> **Data for this exercise**
#####

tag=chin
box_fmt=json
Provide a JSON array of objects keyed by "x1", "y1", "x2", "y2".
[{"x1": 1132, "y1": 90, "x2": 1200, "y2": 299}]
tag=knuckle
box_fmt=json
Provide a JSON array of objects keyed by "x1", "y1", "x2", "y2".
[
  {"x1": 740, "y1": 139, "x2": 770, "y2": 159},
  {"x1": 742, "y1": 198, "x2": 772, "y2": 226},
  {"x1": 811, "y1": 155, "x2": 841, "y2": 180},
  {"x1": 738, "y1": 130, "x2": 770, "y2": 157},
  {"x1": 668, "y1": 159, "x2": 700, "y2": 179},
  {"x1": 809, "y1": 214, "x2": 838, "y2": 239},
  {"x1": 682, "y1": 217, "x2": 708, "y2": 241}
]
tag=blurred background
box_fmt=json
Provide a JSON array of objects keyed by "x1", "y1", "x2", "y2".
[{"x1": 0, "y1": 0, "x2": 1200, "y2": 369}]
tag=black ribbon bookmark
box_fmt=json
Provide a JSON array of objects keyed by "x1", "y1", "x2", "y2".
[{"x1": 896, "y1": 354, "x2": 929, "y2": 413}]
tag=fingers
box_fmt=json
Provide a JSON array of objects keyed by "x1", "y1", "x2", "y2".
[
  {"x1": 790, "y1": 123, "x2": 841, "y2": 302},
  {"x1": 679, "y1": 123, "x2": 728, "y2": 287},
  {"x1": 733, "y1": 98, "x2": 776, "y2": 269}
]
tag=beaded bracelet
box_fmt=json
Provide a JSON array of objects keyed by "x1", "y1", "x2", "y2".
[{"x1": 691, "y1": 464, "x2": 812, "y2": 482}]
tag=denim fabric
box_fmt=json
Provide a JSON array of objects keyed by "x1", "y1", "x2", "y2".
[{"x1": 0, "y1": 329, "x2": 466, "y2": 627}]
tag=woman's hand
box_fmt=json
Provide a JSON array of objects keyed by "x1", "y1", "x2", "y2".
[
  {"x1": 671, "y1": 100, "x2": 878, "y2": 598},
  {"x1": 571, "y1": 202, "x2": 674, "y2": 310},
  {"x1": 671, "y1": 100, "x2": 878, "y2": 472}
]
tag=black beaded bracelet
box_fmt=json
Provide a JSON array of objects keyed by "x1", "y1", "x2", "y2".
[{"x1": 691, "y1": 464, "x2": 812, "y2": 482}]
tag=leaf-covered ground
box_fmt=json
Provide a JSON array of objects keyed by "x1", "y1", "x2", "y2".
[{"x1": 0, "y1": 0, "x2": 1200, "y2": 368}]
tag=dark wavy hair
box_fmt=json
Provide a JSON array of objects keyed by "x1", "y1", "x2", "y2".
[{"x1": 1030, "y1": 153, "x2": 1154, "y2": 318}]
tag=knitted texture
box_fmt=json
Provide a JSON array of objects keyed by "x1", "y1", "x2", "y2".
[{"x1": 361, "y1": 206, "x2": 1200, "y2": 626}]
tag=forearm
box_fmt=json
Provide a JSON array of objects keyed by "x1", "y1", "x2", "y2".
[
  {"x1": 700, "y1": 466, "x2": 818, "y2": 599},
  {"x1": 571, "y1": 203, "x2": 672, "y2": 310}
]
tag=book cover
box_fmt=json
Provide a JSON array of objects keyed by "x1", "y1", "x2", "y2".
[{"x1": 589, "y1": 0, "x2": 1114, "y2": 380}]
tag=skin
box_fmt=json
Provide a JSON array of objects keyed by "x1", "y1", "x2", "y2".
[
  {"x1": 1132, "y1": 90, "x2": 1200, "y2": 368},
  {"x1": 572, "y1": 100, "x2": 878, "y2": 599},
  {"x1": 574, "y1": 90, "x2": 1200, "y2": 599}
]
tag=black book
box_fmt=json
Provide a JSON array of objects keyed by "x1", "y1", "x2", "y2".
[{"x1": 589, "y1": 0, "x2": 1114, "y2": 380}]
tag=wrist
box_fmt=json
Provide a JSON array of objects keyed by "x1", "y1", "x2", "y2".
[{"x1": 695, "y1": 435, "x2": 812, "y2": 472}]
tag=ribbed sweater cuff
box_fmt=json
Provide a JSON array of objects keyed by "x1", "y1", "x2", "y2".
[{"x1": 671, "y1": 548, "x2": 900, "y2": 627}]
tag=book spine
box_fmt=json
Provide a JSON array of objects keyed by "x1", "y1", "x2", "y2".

#####

Rewrite every line of the items above as a numbered list and leave out any blank lines.

1. tag=chin
2. box_fmt=json
3. Provide a JSON array of objects keyed by "x1", "y1", "x2", "y2".
4. [{"x1": 1132, "y1": 90, "x2": 1200, "y2": 299}]
5. tag=knuckle
6. box_fmt=json
7. Provide a JSON array of objects keyed by "x1", "y1", "x2", "y2".
8. [
9.   {"x1": 740, "y1": 139, "x2": 770, "y2": 159},
10.   {"x1": 742, "y1": 198, "x2": 772, "y2": 226},
11.   {"x1": 811, "y1": 155, "x2": 841, "y2": 180},
12.   {"x1": 738, "y1": 130, "x2": 770, "y2": 157},
13.   {"x1": 668, "y1": 159, "x2": 700, "y2": 179},
14.   {"x1": 809, "y1": 214, "x2": 838, "y2": 239},
15.   {"x1": 682, "y1": 217, "x2": 708, "y2": 241}
16. ]
17. tag=blurred background
18. box_fmt=json
19. Provide a JSON array of objects keyed by "x1", "y1", "x2", "y2".
20. [{"x1": 0, "y1": 0, "x2": 1200, "y2": 369}]
21. tag=black ribbon bookmark
22. box_fmt=json
23. Provide a JSON array of objects keyed by "x1", "y1", "x2", "y2".
24. [{"x1": 896, "y1": 354, "x2": 929, "y2": 413}]
25. tag=fingers
26. box_fmt=json
27. Provide a JSON array of objects keyed by "x1", "y1", "x2", "y2".
28. [
29.   {"x1": 790, "y1": 123, "x2": 841, "y2": 302},
30.   {"x1": 679, "y1": 123, "x2": 728, "y2": 287},
31.   {"x1": 733, "y1": 98, "x2": 776, "y2": 269}
32. ]
33. tag=beaded bracelet
34. box_fmt=json
35. Provide a JSON array of objects keyed by "x1", "y1", "x2", "y2".
36. [{"x1": 691, "y1": 464, "x2": 812, "y2": 482}]
37. tag=denim fabric
38. box_fmt=json
39. Provide a JSON array of objects keyed by "x1", "y1", "x2", "y2".
40. [{"x1": 0, "y1": 329, "x2": 466, "y2": 627}]
41. tag=woman's hand
42. box_fmt=json
43. Provide a JSON array of objects keyed by "x1", "y1", "x2", "y2".
44. [
45.   {"x1": 671, "y1": 100, "x2": 878, "y2": 598},
46.   {"x1": 571, "y1": 202, "x2": 674, "y2": 310},
47.   {"x1": 671, "y1": 100, "x2": 878, "y2": 472}
48. ]
49. tag=black beaded bracelet
50. box_fmt=json
51. Provide a JSON array of objects keyed by "x1", "y1", "x2", "y2".
52. [{"x1": 691, "y1": 464, "x2": 812, "y2": 482}]
53. tag=leaf-covered ground
54. box_fmt=json
55. Provide a JSON array of objects keyed by "x1", "y1", "x2", "y2".
56. [{"x1": 0, "y1": 0, "x2": 1200, "y2": 368}]
57. tag=dark wavy hair
58. box_fmt=json
59. Provide a JSON array of objects keyed by "x1", "y1", "x2", "y2".
60. [{"x1": 1030, "y1": 153, "x2": 1154, "y2": 318}]
61. tag=knitted texture
62. box_fmt=json
63. Provide a JSON array of objects keyed by "x1", "y1", "x2", "y2".
64. [{"x1": 361, "y1": 206, "x2": 1200, "y2": 626}]
65. tag=forearm
66. box_fmt=json
67. Provide a JSON array of objects keyed by "x1", "y1", "x2", "y2".
68. [
69.   {"x1": 700, "y1": 466, "x2": 818, "y2": 599},
70.   {"x1": 571, "y1": 203, "x2": 672, "y2": 310}
71. ]
72. tag=book cover
73. box_fmt=json
74. Provide a JSON array of objects keyed by "x1", "y1", "x2", "y2".
75. [{"x1": 589, "y1": 0, "x2": 1114, "y2": 380}]
76. tag=skin
77. box_fmt=json
78. Provide a JSON array of objects keyed by "x1", "y1", "x2", "y2".
79. [
80.   {"x1": 1132, "y1": 90, "x2": 1200, "y2": 368},
81.   {"x1": 572, "y1": 100, "x2": 878, "y2": 599},
82.   {"x1": 574, "y1": 90, "x2": 1200, "y2": 599}
83. ]
84. tag=black book
85. box_fmt=json
86. Provide a JSON array of objects keyed by "x1", "y1", "x2", "y2".
87. [{"x1": 589, "y1": 0, "x2": 1114, "y2": 380}]
88. tag=wrist
89. box_fmt=json
90. Provide a JSON array of objects keyed by "x1", "y1", "x2", "y2".
91. [{"x1": 695, "y1": 435, "x2": 812, "y2": 472}]
92. tag=ribbed sweater cuff
93. box_fmt=json
94. Provide a JSON array of objects keyed by "x1", "y1", "x2", "y2".
95. [{"x1": 671, "y1": 548, "x2": 900, "y2": 627}]
96. tag=book spine
97. box_fmt=json
98. Provide a JSON array of objects keyed by "x1", "y1", "x2", "y2".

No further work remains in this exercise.